Photo-based referring expression data
= Beginning of Section =

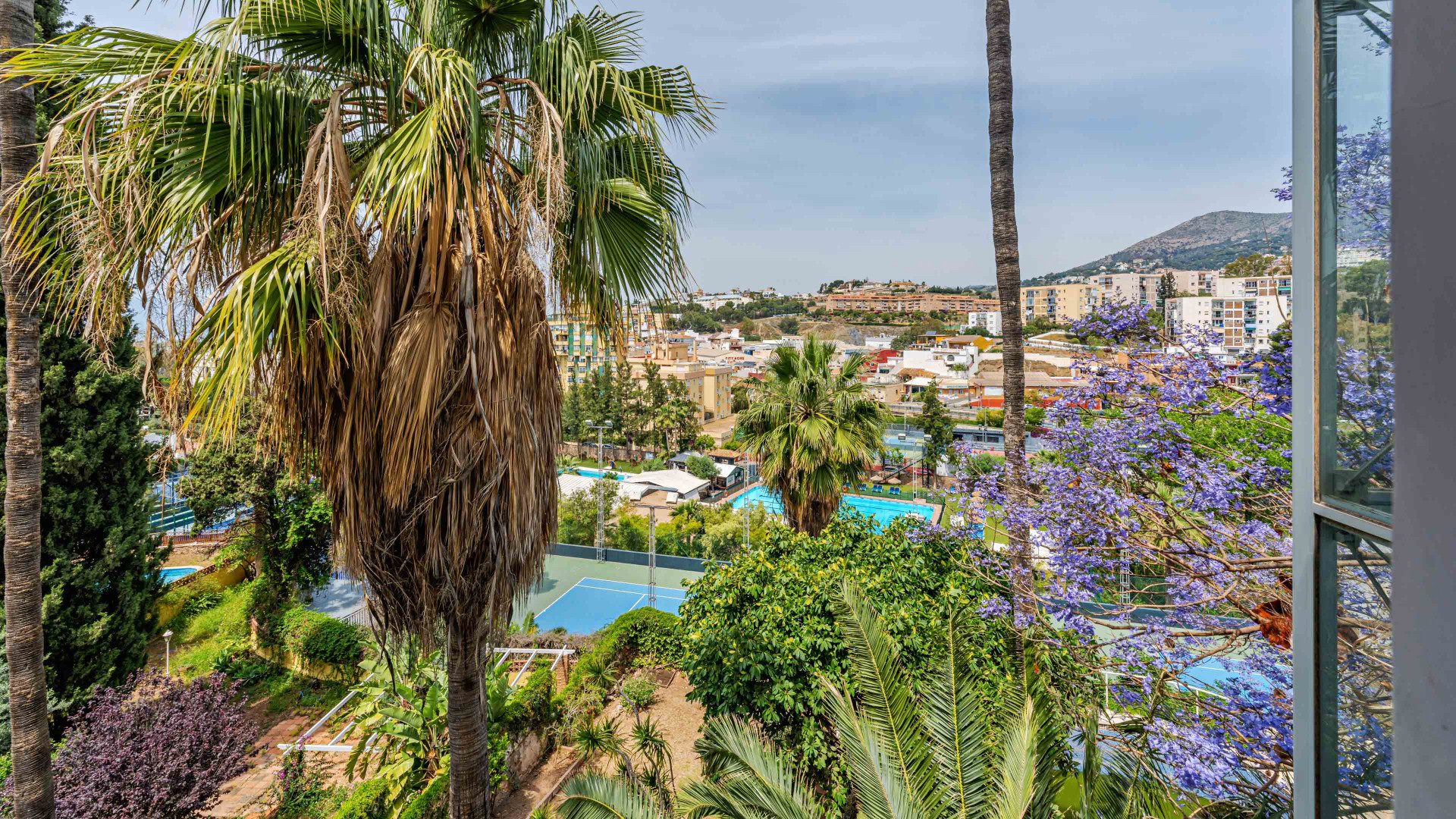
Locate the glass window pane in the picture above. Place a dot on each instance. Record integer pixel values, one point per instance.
(1356, 378)
(1357, 623)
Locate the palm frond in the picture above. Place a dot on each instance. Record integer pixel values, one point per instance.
(745, 776)
(593, 796)
(957, 727)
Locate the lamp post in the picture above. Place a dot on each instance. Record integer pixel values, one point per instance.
(651, 553)
(601, 496)
(599, 428)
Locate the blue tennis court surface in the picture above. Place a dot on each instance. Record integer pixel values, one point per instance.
(593, 604)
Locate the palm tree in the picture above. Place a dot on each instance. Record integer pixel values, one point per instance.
(24, 640)
(1008, 279)
(909, 757)
(813, 430)
(360, 212)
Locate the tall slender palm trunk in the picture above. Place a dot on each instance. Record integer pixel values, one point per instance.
(1008, 279)
(25, 646)
(465, 716)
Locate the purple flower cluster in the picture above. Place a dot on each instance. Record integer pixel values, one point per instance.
(158, 746)
(1161, 526)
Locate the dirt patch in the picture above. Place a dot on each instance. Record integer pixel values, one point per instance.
(538, 784)
(682, 723)
(679, 720)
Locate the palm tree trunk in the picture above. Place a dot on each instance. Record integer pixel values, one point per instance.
(1008, 280)
(25, 646)
(465, 716)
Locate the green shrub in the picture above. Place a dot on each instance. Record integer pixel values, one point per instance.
(242, 665)
(367, 802)
(533, 706)
(321, 637)
(431, 803)
(651, 632)
(639, 692)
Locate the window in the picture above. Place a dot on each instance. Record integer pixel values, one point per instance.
(1343, 409)
(1356, 375)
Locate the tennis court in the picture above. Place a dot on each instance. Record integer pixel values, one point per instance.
(595, 602)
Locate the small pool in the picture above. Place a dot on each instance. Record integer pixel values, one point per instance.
(177, 572)
(884, 512)
(598, 474)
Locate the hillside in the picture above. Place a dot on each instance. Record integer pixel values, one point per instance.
(1204, 242)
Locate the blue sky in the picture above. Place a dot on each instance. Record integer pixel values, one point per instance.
(852, 134)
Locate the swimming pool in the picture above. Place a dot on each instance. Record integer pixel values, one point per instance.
(177, 572)
(884, 512)
(598, 474)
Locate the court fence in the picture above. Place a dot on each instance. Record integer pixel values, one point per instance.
(634, 558)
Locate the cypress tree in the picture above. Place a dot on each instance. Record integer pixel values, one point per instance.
(99, 563)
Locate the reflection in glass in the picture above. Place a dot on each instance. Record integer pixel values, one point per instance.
(1362, 682)
(1357, 379)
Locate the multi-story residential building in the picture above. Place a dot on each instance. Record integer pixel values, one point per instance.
(908, 302)
(710, 384)
(957, 302)
(1245, 322)
(1194, 281)
(877, 302)
(1277, 284)
(987, 318)
(1062, 303)
(580, 349)
(1128, 287)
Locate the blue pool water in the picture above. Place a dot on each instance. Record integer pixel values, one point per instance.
(598, 474)
(172, 573)
(884, 512)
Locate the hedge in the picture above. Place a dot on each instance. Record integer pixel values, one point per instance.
(644, 632)
(321, 637)
(533, 706)
(431, 803)
(650, 632)
(367, 802)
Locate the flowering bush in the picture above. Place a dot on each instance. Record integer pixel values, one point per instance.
(158, 748)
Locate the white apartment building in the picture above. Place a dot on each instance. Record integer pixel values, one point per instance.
(990, 319)
(1194, 281)
(1130, 287)
(1245, 322)
(1279, 284)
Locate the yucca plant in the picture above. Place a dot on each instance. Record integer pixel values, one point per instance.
(362, 212)
(813, 428)
(932, 754)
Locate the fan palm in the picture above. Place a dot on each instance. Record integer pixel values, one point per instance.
(910, 757)
(813, 430)
(346, 207)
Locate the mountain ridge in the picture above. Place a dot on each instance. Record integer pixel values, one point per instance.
(1203, 242)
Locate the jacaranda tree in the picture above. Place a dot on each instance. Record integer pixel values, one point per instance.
(360, 213)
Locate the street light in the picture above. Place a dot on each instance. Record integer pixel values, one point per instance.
(599, 428)
(601, 497)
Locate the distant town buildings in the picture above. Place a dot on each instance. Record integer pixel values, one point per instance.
(1244, 322)
(987, 318)
(908, 302)
(1060, 303)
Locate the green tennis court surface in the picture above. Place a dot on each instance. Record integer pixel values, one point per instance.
(585, 595)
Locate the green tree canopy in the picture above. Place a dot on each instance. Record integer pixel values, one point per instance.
(937, 425)
(762, 632)
(702, 466)
(99, 564)
(813, 430)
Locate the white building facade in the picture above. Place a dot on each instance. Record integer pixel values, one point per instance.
(990, 319)
(1245, 322)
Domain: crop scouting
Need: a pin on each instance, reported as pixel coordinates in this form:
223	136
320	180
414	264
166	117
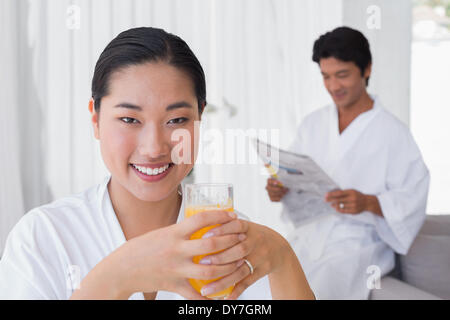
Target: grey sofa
424	272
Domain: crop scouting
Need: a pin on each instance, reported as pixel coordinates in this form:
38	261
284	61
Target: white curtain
256	55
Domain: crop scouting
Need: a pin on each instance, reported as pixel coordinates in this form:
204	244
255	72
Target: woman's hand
269	254
162	260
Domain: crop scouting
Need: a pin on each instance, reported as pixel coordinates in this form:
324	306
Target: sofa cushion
427	263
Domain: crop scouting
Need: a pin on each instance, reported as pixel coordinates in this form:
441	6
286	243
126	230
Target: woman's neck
137	217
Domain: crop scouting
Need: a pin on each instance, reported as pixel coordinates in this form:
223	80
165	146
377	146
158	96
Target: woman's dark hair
344	44
140	45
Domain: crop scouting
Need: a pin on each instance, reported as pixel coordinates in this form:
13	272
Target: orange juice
198	284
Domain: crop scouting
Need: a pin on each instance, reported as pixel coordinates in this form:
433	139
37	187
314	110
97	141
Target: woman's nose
152	143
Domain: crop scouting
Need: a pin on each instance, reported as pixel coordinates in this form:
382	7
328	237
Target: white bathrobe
342	254
53	247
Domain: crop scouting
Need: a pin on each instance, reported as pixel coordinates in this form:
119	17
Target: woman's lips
153	178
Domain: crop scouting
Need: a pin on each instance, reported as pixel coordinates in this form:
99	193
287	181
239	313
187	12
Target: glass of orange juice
202	197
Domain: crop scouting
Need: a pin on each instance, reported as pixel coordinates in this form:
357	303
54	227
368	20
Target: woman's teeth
150	171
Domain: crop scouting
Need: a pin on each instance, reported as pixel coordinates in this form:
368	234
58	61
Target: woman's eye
177	120
128	120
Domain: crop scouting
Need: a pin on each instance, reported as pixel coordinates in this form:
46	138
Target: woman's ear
94	118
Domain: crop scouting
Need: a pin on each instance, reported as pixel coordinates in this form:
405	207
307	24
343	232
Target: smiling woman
121	239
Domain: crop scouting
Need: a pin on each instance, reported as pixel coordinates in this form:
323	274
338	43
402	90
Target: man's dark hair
140	45
345	44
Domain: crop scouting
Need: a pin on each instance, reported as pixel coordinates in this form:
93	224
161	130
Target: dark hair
345	44
140	45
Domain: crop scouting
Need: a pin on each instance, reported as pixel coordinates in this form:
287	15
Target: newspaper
306	181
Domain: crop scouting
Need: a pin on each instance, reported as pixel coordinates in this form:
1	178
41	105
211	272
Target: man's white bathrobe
341	253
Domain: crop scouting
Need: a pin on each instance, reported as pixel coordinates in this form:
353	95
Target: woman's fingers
205	219
212	244
234	226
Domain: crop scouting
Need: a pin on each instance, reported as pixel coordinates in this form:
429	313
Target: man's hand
353	202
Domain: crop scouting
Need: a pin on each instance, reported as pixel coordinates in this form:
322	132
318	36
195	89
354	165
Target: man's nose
152	143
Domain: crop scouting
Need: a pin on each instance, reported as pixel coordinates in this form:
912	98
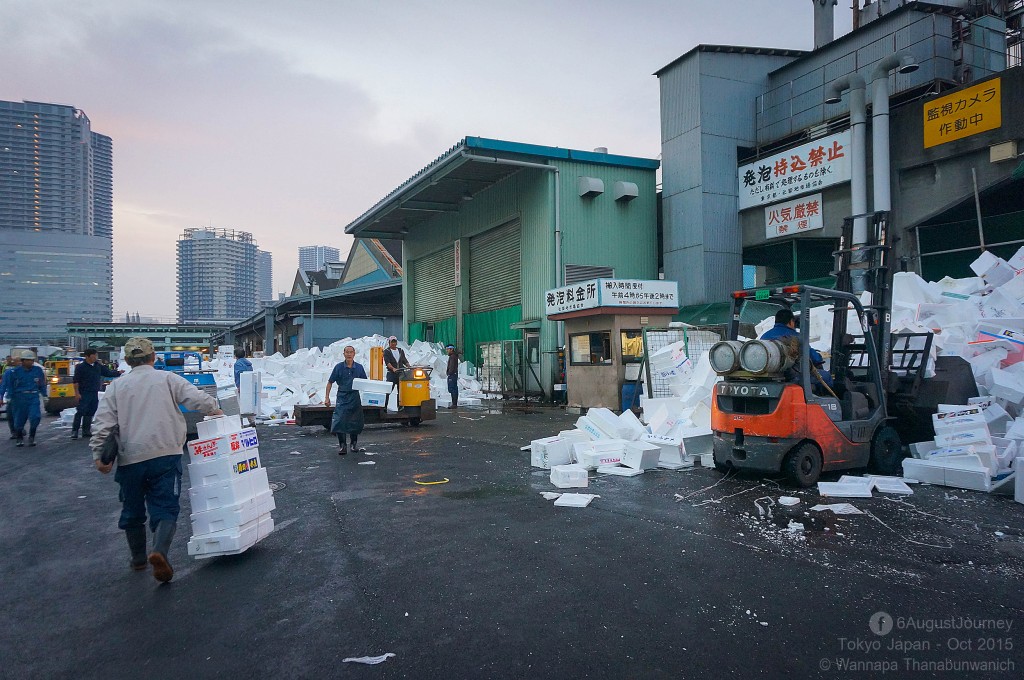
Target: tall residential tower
56	221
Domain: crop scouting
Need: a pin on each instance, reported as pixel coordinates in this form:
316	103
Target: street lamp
313	292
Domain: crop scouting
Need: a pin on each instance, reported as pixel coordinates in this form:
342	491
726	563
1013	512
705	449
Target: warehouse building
491	225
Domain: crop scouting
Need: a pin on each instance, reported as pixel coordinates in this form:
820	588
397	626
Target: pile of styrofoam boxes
230	495
975	447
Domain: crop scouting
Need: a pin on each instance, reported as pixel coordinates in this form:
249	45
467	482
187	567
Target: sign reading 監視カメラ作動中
962	114
612	293
797	216
810	167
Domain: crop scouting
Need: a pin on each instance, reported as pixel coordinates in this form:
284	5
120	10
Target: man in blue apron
348	410
25	384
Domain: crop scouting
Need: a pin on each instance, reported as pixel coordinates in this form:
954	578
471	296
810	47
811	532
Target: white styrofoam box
1007	386
569	476
228	516
550	451
373	398
641	456
671	448
932	472
591	428
608	422
632	428
1019	471
591	460
211	497
976	434
227	542
366	385
619	470
218	426
572	436
922	449
224	444
222	468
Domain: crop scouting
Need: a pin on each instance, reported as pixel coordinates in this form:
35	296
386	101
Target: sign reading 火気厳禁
796	171
612	293
797	216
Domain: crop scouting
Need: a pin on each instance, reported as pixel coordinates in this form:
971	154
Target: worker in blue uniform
348	412
25	385
785	327
88	381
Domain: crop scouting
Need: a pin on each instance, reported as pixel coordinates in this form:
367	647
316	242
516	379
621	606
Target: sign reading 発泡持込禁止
962	114
796	171
797	216
611	293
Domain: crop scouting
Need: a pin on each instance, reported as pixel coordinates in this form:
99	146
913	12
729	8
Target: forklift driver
785	327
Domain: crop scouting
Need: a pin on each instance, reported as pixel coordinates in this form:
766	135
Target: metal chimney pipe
824	22
858	170
880	125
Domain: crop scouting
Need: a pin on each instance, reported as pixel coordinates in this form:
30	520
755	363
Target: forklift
415	405
774	413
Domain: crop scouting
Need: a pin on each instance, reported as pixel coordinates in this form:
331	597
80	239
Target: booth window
632	346
590	348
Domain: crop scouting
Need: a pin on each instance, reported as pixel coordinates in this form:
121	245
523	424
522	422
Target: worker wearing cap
394	359
453	375
10	365
144	408
25	385
88	381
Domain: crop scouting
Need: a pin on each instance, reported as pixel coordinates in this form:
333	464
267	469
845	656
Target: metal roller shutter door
495	279
433	286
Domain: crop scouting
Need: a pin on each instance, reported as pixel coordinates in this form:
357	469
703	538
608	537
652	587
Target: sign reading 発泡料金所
962	114
611	293
796	171
797	216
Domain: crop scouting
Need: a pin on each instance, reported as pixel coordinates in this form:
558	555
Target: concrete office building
55	221
314	258
761	147
265	282
217	282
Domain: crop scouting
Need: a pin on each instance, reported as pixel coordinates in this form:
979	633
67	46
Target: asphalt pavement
668	575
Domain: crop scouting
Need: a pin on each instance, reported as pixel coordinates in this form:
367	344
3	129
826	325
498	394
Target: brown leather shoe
162	570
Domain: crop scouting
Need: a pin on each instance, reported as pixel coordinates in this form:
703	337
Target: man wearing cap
26	384
88	380
453	375
394	359
143	406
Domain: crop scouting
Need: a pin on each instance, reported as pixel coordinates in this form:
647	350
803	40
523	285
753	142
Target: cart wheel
803	464
887	452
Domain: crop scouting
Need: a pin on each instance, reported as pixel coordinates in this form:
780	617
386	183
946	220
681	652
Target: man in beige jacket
143	405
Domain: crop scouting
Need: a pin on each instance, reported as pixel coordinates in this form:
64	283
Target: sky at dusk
290	119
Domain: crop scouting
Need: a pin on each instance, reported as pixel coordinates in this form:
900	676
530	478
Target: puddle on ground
484	492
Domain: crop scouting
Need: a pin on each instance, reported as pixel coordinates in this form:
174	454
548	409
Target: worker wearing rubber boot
25	385
394	359
453	375
88	380
348	410
144	408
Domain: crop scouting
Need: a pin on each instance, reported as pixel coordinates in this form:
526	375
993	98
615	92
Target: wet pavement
670	574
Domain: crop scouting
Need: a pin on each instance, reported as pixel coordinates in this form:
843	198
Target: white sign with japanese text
797	216
611	293
799	170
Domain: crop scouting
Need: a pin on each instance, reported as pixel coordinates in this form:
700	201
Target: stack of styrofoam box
230	495
372	392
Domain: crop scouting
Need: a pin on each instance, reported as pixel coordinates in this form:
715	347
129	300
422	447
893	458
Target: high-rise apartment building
314	258
265	283
217	275
56	221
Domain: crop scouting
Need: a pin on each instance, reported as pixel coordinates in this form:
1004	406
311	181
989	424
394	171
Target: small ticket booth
603	323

= End of Section =

:: EXERCISE OBJECTIVE ::
Set down exactly the lines from the one that contains "Target: wet pavement" to the final line above, both included, and nothing more.

:: YOUR SOLUTION ::
Target: wet pavement
670	574
Domain: crop scouting
Need: a pin on each instance, reported as pixel coordinates in this form:
843	198
Target: white sign with japanese text
797	216
611	293
799	170
Domain: crop scouting
Need: a pin on each instance, reported as pixel coordinates in this form:
700	201
Target: stack of styrofoam box
230	495
372	392
Domain: crop scouting
Need: a pin on each instance, reported as pixel coordinates in this form:
715	347
129	300
422	447
893	458
Target: high-rise apartment building
314	258
265	283
217	275
56	221
Domain: crop scouting
Need: a pin on each instance, reported as pixel coordinates in this form:
1004	406
311	181
989	424
394	171
Target: small ticket booth
603	323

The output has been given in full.